§ Extracted data entries:
╭──

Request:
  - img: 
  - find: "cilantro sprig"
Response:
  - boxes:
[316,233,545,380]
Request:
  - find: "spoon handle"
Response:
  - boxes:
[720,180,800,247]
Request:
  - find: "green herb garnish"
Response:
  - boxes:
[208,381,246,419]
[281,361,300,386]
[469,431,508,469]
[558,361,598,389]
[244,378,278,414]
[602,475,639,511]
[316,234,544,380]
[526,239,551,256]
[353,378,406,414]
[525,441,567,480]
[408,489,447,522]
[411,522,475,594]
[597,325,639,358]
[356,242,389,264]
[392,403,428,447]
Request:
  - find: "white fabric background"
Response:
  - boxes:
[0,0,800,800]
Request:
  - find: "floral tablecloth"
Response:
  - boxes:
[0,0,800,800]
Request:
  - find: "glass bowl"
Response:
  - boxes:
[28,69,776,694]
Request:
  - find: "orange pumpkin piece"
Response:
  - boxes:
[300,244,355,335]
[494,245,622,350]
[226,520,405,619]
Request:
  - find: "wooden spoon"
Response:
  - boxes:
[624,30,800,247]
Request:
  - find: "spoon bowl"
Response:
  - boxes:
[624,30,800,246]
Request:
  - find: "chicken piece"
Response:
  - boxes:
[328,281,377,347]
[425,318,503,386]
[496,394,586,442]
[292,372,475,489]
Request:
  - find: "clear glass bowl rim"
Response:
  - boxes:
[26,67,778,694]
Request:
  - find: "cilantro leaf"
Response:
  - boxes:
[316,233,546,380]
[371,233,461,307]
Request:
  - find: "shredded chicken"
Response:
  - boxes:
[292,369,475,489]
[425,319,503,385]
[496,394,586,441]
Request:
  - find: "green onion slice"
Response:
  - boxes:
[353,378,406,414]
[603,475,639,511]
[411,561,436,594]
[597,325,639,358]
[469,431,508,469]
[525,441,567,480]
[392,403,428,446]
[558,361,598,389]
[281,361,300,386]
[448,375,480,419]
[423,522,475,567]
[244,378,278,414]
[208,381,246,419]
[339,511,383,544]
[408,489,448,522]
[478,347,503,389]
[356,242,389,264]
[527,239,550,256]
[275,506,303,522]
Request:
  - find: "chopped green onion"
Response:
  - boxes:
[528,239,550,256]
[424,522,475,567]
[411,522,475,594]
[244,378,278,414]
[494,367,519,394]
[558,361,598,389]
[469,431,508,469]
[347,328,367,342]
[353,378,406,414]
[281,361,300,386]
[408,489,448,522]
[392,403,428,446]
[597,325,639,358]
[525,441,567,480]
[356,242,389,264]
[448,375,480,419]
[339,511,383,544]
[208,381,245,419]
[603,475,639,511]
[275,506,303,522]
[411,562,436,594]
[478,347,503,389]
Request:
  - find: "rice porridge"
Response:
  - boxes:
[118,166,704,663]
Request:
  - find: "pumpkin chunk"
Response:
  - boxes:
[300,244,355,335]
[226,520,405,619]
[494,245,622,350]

╰──

§ Directions for this task:
Rewrite all of the records above as a JSON list of strings, with one string for each line. Skip any blank lines.

§ Finished exercise:
[
  "Request:",
  "  - img: ",
  "  - find: \"cilantro sprig\"",
  "Response:",
  "  - boxes:",
  "[316,233,545,380]",
  "Request:",
  "  - find: \"spoon handle\"",
  "Response:",
  "  - boxes:",
  "[720,180,800,247]",
  "Request:",
  "  - find: \"green herb garnish\"",
  "Response:",
  "  - boxes:",
  "[208,381,246,419]",
  "[281,361,300,386]",
  "[469,431,508,469]",
  "[558,361,598,389]",
  "[244,378,278,414]",
  "[602,475,639,511]",
  "[316,234,544,380]",
  "[526,239,551,256]",
  "[353,378,406,414]",
  "[525,441,567,480]",
  "[408,489,447,522]",
  "[411,522,475,594]",
  "[597,325,639,358]",
  "[356,242,389,264]",
  "[392,403,428,447]",
  "Request:",
  "  - find: \"white fabric background\"",
  "Response:",
  "  - boxes:",
  "[0,0,800,800]",
  "Request:",
  "  - find: \"floral tablecloth\"",
  "Response:",
  "  - boxes:",
  "[0,0,800,800]",
  "Request:",
  "  - find: \"glass bowl\"",
  "Response:",
  "  - boxes:",
  "[28,69,776,694]",
  "Request:",
  "  - find: \"orange pumpkin piece\"",
  "Response:",
  "  - boxes:",
  "[300,244,355,335]",
  "[494,245,622,350]",
  "[226,520,405,619]",
  "Request:",
  "  - find: \"wooden spoon\"",
  "Response:",
  "  - boxes:",
  "[624,30,800,247]",
  "Request:",
  "  - find: \"spoon bowl\"",
  "Response:",
  "  - boxes:",
  "[624,30,800,246]",
  "Request:",
  "  - find: \"chicken piece\"",
  "Response:",
  "  - boxes:",
  "[328,281,377,347]",
  "[425,318,503,386]",
  "[496,394,586,442]",
  "[292,372,475,489]",
  "Request:",
  "  - find: \"clear glass bowl rim\"",
  "Response:",
  "  - boxes:",
  "[26,67,778,694]",
  "Request:",
  "  - find: \"cilantro leaf\"",
  "Response:",
  "  - boxes:",
  "[316,233,546,380]",
  "[371,233,461,307]",
  "Request:",
  "  - find: \"shredded chicken\"",
  "Response:",
  "  - boxes:",
  "[292,369,475,489]",
  "[425,319,503,385]",
  "[496,394,586,441]",
  "Request:",
  "  - find: \"green onion slice\"",
  "Response:",
  "  - boxes:",
  "[353,378,406,414]",
  "[603,475,639,511]",
  "[411,561,436,594]",
  "[597,325,639,358]",
  "[469,431,508,469]",
  "[525,441,567,480]",
  "[392,403,428,446]",
  "[558,361,598,389]",
  "[281,361,300,386]",
  "[448,375,480,419]",
  "[423,522,475,567]",
  "[244,378,278,414]",
  "[208,381,246,419]",
  "[339,511,383,544]",
  "[408,489,448,522]",
  "[478,347,503,389]",
  "[356,242,389,264]",
  "[527,239,550,256]",
  "[275,506,303,522]",
  "Request:",
  "  - find: \"chopped green onion\"",
  "Response:",
  "  - boxes:",
  "[528,239,550,256]",
  "[424,522,475,567]",
  "[411,522,475,594]",
  "[244,378,278,414]",
  "[494,367,519,394]",
  "[558,361,598,389]",
  "[469,431,508,469]",
  "[347,328,367,342]",
  "[353,378,406,414]",
  "[281,361,300,386]",
  "[408,489,448,522]",
  "[392,403,428,446]",
  "[597,325,639,358]",
  "[525,441,567,480]",
  "[356,242,389,264]",
  "[448,375,480,419]",
  "[339,511,383,544]",
  "[208,381,245,419]",
  "[603,475,639,511]",
  "[275,506,303,522]",
  "[411,562,436,594]",
  "[478,347,503,389]",
  "Request:",
  "  - find: \"rice porridge\"",
  "Response:",
  "  - boxes:",
  "[118,166,704,663]",
  "Request:",
  "  - find: \"pumpkin chunk\"",
  "Response:",
  "  - boxes:",
  "[300,244,355,335]",
  "[226,520,405,619]",
  "[494,245,622,350]"
]